**TAREAS:**
- a) Reproduce sin cambios el fragmento del texto fuente que va desde "Al mismo tiempo, se" hasta "del cambio climático.", ambos incluidos.
- b) Según el texto fuente, ¿qué región del mundo tiene mayor exposición a eventos extremos que América Latina y el Caribe?

Este año, el informe analiza la correlación entre los eventos meteorológicos y climáticos extremos y la incidencia del hambre y la inseguridad alimentaria. Las sequías, inundaciones y tormentas tienen un fuerte impacto sobre la producción y distribución de alimentos porque provocan la pérdida de cultivos y dañan la infraestructura productiva, interrumpiendo la cadena de suministro. La conjugación de estos factores se traduce en un aumento de los precios que afecta particularmente a las poblaciones más desfavorecidas.
Esto es especialmente relevante en América Latina y el Caribe, la segunda región del mundo con mayor exposición a eventos extremos, solo por detrás de Asia. En nuestra región, al menos 20 países están altamente expuestos al cambio climático, mientras que 14 son vulnerables, ya que tienen mayores probabilidades de que el hambre se agrave como consecuencia de estos fenómenos.
En este contexto, es imperativo fortalecer la resiliencia climática de nuestros sistemas alimentarios. La cadena que va desde la producción de alimentos hasta su consumo debe estar mejor preparada para hacer frente a los embates del cambio climático de forma sostenible.
El primer eslabón de la cadena, lo que conocemos como la primera milla, lo conforman los productores agropecuarios. Aquellos que trabajan en actividades productivas de pequeña escala son especialmente vulnerables al cambio climático, porque en muchas ocasiones no tienen los activos ni las herramientas necesarios para prepararse y responder ante una sequía prolongada o una inundación grave. A pesar de ello, continúan ejerciendo un rol esencial en la protección de los recursos naturales, la biodiversidad y en la producción de alimentos. Ellos son responsables de un tercio de los alimentos que se producen en el mundo.
Los agricultores de pequeña escala estarán mejor preparados para hacer frente a impactos climáticos si su actividad económica es estable y sostenible. Por eso, uno de los objetivos principales de los proyectos financiados por el Fondo Internacional de Desarrollo Agrícola (FIDA) es elevar la productividad en las comunidades rurales y facilitar su conexión con los mercados.
Al mismo tiempo, se promueven prácticas agrícolas respetuosas con el medio ambiente y resilientes al cambio climático, como la agricultura regenerativa, la agroforestería, la diversificación de cultivos, y una gestión adecuada de los recursos naturales a través de energías renovables y sistemas de riego eficientes.
Es necesario, además, que los productores tengan acceso a nuevas tecnologías y a instrumentos financieros para desarrollar sus negocios. Contar con información meteorológica y climática veraz y actualizada es fundamental para que los productores puedan adaptar los ciclos de cultivo con anticipación, gestionar de forma eficiente el uso del agua y seleccionar semillas y especies más resistentes a los efectos del cambio climático.

(Datos de localización de expresiones referenciales)
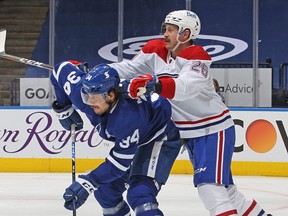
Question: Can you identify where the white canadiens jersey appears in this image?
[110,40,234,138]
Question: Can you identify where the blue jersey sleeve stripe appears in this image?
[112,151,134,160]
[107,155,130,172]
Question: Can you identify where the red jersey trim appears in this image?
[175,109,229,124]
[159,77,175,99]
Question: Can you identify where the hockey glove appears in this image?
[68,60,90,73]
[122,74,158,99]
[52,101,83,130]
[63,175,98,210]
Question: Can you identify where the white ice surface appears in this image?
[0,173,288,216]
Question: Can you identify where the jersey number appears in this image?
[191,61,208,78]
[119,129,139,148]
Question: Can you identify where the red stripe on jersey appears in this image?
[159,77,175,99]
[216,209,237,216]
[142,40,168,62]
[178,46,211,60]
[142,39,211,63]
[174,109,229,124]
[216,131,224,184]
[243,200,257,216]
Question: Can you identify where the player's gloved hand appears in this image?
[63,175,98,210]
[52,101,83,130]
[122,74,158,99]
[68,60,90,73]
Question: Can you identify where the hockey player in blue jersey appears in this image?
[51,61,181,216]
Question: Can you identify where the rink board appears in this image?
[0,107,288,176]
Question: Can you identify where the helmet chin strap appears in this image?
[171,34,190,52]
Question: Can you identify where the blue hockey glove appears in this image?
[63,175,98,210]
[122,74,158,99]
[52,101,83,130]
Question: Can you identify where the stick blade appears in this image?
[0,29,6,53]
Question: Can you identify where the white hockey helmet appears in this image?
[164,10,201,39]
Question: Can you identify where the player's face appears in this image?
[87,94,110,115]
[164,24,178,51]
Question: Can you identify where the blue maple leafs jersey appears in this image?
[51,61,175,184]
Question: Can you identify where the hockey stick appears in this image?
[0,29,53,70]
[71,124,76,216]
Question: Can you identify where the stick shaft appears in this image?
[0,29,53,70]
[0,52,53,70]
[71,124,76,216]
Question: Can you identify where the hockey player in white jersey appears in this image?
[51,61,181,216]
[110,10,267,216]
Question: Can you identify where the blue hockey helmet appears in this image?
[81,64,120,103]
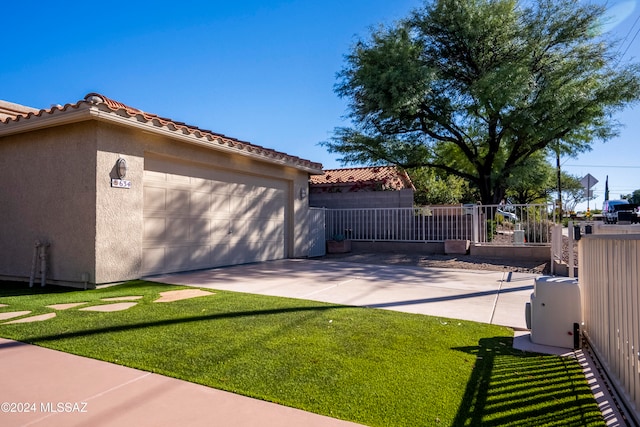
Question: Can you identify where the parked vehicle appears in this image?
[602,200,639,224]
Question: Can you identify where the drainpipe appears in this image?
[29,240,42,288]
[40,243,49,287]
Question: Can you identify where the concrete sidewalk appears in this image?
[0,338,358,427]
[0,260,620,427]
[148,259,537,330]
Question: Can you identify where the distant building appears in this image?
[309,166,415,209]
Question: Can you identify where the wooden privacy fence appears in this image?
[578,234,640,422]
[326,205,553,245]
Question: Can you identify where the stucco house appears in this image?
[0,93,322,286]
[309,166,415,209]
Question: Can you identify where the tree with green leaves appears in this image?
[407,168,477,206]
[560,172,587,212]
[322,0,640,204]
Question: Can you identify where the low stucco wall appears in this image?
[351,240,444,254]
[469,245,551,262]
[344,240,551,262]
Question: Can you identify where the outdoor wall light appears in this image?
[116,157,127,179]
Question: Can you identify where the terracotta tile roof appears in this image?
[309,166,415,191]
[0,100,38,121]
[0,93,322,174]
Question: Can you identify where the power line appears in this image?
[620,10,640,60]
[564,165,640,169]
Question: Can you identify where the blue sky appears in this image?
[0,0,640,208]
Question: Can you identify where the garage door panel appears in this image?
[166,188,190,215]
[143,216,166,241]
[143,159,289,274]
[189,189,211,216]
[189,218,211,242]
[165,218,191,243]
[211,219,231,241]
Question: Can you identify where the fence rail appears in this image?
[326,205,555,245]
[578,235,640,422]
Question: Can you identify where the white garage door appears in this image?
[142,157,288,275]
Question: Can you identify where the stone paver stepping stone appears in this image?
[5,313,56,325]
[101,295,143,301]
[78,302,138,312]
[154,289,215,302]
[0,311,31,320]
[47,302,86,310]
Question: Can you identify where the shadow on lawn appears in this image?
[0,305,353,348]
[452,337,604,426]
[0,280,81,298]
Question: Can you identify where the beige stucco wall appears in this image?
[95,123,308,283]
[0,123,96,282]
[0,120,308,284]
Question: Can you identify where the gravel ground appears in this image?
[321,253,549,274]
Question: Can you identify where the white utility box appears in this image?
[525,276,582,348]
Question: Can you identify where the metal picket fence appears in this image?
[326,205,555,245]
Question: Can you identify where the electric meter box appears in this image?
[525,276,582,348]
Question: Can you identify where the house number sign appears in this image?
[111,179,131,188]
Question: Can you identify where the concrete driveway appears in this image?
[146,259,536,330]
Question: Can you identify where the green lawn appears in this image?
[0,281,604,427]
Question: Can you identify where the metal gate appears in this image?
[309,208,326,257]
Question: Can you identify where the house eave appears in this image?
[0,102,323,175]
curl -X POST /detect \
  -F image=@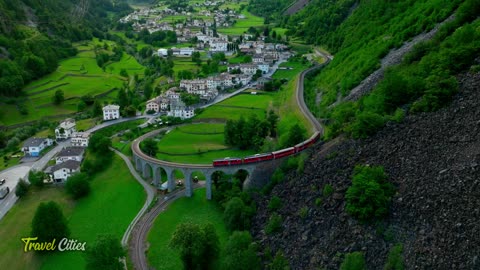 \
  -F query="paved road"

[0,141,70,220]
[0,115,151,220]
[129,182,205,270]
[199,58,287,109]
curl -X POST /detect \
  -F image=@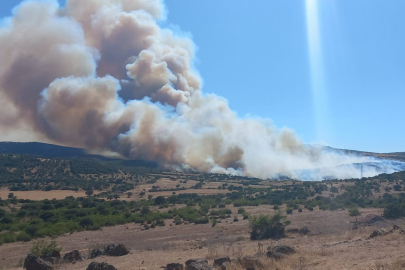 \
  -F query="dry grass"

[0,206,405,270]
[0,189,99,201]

**RESPUESTAS:**
- a)
Al mismo tiempo, se promueven prácticas agrícolas respetuosas con el medio ambiente y resilientes al cambio climático, como la agricultura regenerativa, la agroforestería, la diversificación de cultivos, y una gestión adecuada de los recursos naturales a través de energías renovables y sistemas de riego eficientes.
Es necesario, además, que los productores tengan acceso a nuevas tecnologías y a instrumentos financieros para desarrollar sus negocios. Contar con información meteorológica y climática veraz y actualizada es fundamental para que los productores puedan adaptar los ciclos de cultivo con anticipación, gestionar de forma eficiente el uso del agua y seleccionar semillas y especies más resistentes a los efectos del cambio climático.

- b) Asia.